## Stated task A
Please translate this sentence from the post on statistics loss into Spanish: "These are the stats that accumulated during the 2017 season by seniors that obviously will no longer be on the team in 2018."
## Stated task B
Carry on the post on statistics loss below from its final sentence.

## Text

★ ★ ★ ★ ★

Statistics Loss – SCAC

One of the things I track, albeit usually closer to the start of the season, is statistics loss due to graduation. These are the stats that accumulated during the 2017 season by seniors that obviously will no longer be on the team in 2018. I decided to move this exercise up to December as a service for the coaches that read this blog as I think this does help with scheduling. With Strength of Schedule (SOS) being such a huge component of the RAC rankings and ultimate NCAA selection, it makes sense to have a feel on the possible strength of potential opponents. Now having said that, I have no idea if schedules are already in place for 2018 or if scheduling is still going on. I assume it’s probably a mix. Anyway, I’ve done this exercise in the past as it helps me with predicting as was evident by correctly guessing the order of finish for every West Region team in 2017 (no need to read this post).

★ ★ ★ ★ ★

## Given entries
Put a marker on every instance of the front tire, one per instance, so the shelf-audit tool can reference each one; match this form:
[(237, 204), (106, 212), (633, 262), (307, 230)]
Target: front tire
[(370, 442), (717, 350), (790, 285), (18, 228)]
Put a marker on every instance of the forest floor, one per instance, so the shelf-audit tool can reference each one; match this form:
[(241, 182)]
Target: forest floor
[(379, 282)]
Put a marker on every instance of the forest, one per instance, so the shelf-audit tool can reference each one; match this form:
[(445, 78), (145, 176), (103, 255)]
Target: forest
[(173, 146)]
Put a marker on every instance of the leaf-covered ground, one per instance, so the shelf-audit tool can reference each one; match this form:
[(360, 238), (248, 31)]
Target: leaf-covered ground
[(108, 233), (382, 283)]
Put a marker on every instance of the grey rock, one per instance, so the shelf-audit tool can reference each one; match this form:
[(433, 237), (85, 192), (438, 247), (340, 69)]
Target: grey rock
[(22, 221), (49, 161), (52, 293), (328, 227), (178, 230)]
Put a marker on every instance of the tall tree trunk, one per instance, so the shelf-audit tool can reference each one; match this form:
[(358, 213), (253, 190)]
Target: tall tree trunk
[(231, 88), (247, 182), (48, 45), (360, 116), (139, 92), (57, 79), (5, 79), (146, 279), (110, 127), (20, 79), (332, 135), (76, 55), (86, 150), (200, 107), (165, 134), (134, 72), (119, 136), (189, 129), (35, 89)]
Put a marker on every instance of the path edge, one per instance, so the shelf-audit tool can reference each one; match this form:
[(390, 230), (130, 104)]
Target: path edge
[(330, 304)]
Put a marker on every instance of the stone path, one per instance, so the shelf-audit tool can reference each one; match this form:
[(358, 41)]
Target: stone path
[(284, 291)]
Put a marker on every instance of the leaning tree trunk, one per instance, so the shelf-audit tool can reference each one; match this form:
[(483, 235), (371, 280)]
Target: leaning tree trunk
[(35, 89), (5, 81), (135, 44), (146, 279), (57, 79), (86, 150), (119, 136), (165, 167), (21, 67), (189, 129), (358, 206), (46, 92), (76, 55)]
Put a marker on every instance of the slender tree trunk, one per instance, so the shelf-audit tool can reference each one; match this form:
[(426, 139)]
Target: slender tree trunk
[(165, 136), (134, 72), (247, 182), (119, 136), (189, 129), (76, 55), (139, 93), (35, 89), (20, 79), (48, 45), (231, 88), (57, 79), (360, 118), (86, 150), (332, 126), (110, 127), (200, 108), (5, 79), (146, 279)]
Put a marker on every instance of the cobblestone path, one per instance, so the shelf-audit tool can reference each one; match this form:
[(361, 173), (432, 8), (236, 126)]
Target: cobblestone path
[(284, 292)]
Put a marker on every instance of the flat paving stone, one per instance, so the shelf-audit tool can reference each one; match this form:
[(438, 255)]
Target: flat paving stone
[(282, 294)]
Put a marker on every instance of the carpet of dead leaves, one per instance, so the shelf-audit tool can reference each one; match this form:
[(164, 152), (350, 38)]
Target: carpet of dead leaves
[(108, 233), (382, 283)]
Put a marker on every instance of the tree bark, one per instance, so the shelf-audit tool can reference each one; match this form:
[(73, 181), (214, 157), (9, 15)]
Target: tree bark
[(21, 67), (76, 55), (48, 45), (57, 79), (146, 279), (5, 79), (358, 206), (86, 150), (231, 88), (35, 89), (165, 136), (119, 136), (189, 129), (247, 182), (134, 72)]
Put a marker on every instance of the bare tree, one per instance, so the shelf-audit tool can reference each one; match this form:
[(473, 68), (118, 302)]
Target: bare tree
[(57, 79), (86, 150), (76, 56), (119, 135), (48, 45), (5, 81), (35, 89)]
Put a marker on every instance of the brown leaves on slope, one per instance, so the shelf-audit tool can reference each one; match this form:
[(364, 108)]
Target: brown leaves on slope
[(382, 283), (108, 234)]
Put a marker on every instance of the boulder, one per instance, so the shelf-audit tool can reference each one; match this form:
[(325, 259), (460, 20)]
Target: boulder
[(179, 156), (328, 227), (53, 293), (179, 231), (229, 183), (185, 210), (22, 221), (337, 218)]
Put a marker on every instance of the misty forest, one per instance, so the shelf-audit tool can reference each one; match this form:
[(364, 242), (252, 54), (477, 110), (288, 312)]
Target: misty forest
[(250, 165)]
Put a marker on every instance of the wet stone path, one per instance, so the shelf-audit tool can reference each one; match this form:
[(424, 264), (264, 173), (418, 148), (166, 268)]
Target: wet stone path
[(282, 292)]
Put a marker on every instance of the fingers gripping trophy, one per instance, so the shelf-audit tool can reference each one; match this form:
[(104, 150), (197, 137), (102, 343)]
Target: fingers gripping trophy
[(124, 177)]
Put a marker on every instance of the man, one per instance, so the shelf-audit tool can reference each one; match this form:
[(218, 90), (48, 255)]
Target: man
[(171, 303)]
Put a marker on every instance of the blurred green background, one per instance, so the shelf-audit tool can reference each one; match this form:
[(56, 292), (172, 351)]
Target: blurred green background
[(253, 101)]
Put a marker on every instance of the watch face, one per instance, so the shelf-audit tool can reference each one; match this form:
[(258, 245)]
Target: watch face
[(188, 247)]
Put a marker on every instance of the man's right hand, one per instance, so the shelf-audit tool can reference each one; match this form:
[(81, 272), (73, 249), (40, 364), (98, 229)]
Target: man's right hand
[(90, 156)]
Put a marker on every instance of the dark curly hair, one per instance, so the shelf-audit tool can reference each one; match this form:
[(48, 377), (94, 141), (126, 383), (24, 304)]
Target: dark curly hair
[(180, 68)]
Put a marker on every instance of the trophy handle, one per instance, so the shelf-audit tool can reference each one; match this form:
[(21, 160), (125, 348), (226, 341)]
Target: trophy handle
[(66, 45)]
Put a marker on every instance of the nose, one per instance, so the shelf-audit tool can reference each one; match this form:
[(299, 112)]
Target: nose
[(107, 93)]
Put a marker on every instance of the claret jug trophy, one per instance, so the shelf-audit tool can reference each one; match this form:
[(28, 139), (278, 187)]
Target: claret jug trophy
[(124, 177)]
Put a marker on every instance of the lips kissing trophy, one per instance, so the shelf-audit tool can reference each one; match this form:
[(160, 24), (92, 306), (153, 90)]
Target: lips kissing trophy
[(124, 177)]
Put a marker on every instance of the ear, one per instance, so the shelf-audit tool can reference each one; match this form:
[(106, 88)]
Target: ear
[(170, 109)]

★ ★ ★ ★ ★

## Exercise output A
Estas son las estadísticas que acumularon durante la temporada 2017 los estudiantes de último año que, obviamente, ya no estarán en el equipo en 2018.

## Exercise output B
This year, I’ll go through the West Region conferences and then finish up with the non-West Region teams that finished in the Top 25 this past season. I will also look back at the statistics loss in 2016 and how that impacted the teams this past year. What I’ve found in the past is that teams that lose 45% of their points tend to struggle the following year, and teams that lose less than 10% of their points typically have stronger years. I’ve also found that assists and digs losses are easier to make up than kills. With that said, there are a bunch of exceptions of teams with big points loss that do well the next year. These are typically due to the player that didn’t get a chance that now shines with a full-time position, a killer freshman class or the treasured DI/DII transfer. So, take all of this with a grain of salt.

I’m starting with the SCAC because when I did my spreadsheet 4 years ago that was the conference I listed first. The SCIAC looks to be next up followed by the Northwest and then the ASC. I’ll slip in Mills and Santa Cruz at some point, too.

Here is the chart showing the teams in the SCAC with their 2017 records and their statistics loss in points, assists and digs. I’ve added Johnson & Wales (Co) as they will enter the conference in 2018.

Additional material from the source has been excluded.